■ Objectif de la tâche
Poursuivez la lettre au bâtonnier sur l'aide juridictionnelle des personnes détenues, en reprenant juste après la citation de l'article 717-3 du Code de procédure pénale.

Lettre commune SAF / A3D au Batonnier de LILLE
Lille, le 11 janvier 2021
Madame le Bâtonnier,
En ce début d’année 2021, le bureau d’aide juridictionnelle a cru bon imposer de nouvelles exigences pour que soit octroyée l’aide juridictionnelle aux personnes détenues.
Alors qu’auparavant, le certificat de présence, délivré par l’établissement pénitentiaire, suffisait à l’octroi de l’aide juridictionnelle, il est désormais demandé de :
« fournir un justificatif du montant des rémunérations perçues au sein de l’établissement pénitentiaire ou un justificatif établissant que vous n’y exercez pas d’activité rémunérée »
Cette nouvelle exigence est pour le moins surprenante, tant les rémunérations des travailleurs détenus sont faibles.
Outre que la plupart des détenus n’ont pas accès au travail, ceux qui y ont accès ont une chance toute relative. En effet :
1. Les personnes détenues ne bénéficient pas d’un contrat de travail. Ainsi, l’article 717-3 du Code de procédure pénale dispose en son troisième alinéa que :
« Les relations de travail des personnes incarcérées ne font pas l'objet d'un contrat de travail. Il peut être dérogé à cette règle pour les activités exercées à l'extérieur des établissements pénitentiaires. »

■ Données fournies
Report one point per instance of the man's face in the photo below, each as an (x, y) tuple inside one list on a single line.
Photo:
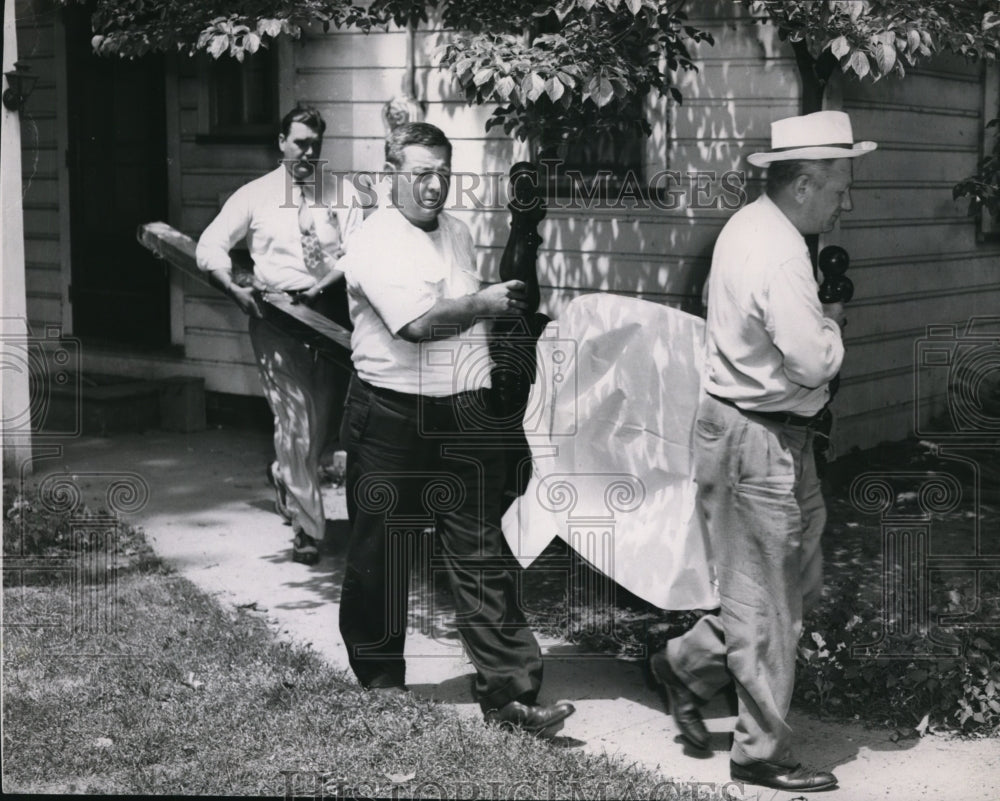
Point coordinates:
[(300, 150), (827, 195), (420, 184)]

■ Réponse rédigée
2. Conformément à l’article 32 de la loi pénitentiaire du 24 novembre 2009 et à l’article D432-1 du Code de procédure pénale, les taux de rémunération des travailleurs détenus sont les suivants :
- 45% du SMIC pour les personnes travaillant en production (soit 4,56 euros/heure en 2020)
- 33% du SMIC pour les personnes travaillant au service général classe I (soit 3,35 euros/heure en 2020)
- 25% du SMIC pour les personnes travaillant au service général classe II (soit 2,53 euros/heure en 2020)
- 20% du SMIC pour les personnes travaillant au service général classe III (soit 2,03 euros/heure en 2020)
3. Les barèmes de rémunérations précédemment rappelés ne sont pas toujours respectés. En effet, il n’est pas rare que les entreprises et l’administration proposent une rémunération « à la pièce », notamment aux ateliers. L’administration pénitentiaire est, à ce titre, régulièrement condamnée. Ainsi, un rapport conjoint de trois corps d’inspection (justice, affaires sociales et finances) de 2016, a constaté que le montant des sommes versées entre 2012 et fin 2015 en compensation des manques à gagner des quelques détenus qui ont osé engager des actions pouvait être estimé à 135 000 euros. Ce rapport considérait, en outre, que ces montants « ne sont pas suffisamment dissuasifs » pour inciter l’administration pénitentiaire à modifier ses pratiques.
Au vu de ces éléments, il est bien évident que les détenus, même travailleurs, ne perçoivent pas de rémunération suffisante pour que l’octroi de l’aide juridictionnelle puisse poser question.
Par ailleurs, l’expérience nous apprend qu’il est souvent difficile d’obtenir des documents de l’administration pénitentiaire.
Pour exemple, certains établissements pénitentiaires (qui ne se situent pas dans le ressort du tribunal judiciaire de Lille) refusent désormais de fournir des certificats de présence aux avocats.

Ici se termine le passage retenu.